(Excerpts of pointing data)
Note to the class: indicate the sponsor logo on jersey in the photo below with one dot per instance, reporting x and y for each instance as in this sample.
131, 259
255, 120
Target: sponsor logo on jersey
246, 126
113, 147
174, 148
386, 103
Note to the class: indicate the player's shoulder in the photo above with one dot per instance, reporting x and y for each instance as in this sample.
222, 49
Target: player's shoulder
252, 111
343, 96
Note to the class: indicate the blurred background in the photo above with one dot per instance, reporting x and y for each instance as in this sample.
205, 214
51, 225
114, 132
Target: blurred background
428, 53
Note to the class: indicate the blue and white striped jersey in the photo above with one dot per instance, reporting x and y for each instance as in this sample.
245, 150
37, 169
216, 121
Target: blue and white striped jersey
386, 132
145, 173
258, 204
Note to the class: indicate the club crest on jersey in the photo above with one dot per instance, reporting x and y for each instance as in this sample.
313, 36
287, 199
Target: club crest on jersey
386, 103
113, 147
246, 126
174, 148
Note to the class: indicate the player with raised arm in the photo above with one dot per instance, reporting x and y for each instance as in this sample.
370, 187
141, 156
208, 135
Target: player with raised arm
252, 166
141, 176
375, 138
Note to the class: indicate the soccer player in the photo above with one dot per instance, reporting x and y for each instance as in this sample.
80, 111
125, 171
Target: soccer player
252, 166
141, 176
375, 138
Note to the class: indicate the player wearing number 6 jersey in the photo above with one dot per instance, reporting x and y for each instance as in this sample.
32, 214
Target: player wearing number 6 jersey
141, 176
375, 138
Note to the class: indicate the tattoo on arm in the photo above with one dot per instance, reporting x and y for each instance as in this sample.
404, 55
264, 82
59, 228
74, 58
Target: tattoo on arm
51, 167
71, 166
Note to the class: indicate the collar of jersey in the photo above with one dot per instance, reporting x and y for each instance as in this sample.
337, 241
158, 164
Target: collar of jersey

• [Task requirements]: Give every line of the items above again, with each coordinate in the answers scaled by 0.85 and rounded to a whole number, halves rounded up. Change only the answer coordinates and leave every other line and number as it is.

• [Reply to the exercise]:
Note to the class: indicate the sponsor logo on jersey in the photo below with one dot per instance, reporting x and y for each instance as in this sample.
131, 259
255, 120
Target: sponsor logo on jersey
209, 107
96, 125
148, 126
328, 88
Note to the class: indicate the player's shoulder in the photo above with one dot per instance, reporting x and y for each instance as in this sample.
222, 49
Target: player's shoulder
214, 94
292, 82
Note to the class: indicate the blurred background in the photo above with one dot per instance, reporting x and y for each instance as in this sample.
205, 214
51, 225
114, 132
Target: blurred background
364, 45
Note to the class: indicate the blue and white striped jersey in the photo above with one dot per instance, reporting x and y for each instance as in this sample.
245, 150
37, 169
216, 121
Target: blue and white striped jersey
328, 112
123, 147
219, 173
Note to the class: indicate the club crest on jersey in the photo above with one dot per instance, reporting x and y for each instance as in this sample.
313, 36
287, 199
Target: club crest on jersey
328, 88
96, 125
209, 107
148, 126
Note to the class: indicate the player with raised arm in the photo above with one dot per instance, reporting x and y for each instance as in this sample.
370, 187
141, 156
208, 135
Target: player with raised arm
214, 141
120, 150
319, 117
Note to the class: indicate the soccer player in the photo above with one dot per instance, reporting x and y for each instance as in this sample.
80, 111
125, 171
Target: soccer player
214, 141
120, 150
319, 117
Note to the class: indicate the player wearing number 6 jersey in the photo above with one dot per instance, reporting x and y for each instance as in this sample.
32, 214
Target: player wearing number 6 jersey
120, 150
319, 117
Note to the class: indicate the tattoo on arm in the photo above with one dot per instance, reporting x and y for each instance as in this sample.
404, 55
264, 82
59, 228
74, 58
Target: tattoo on arm
43, 142
60, 141
Note to the class: indicate the collar of jersey in the photo above with one dot per instance, reporting x and y for each instance as in this sample.
337, 241
158, 164
Target: collar of jersey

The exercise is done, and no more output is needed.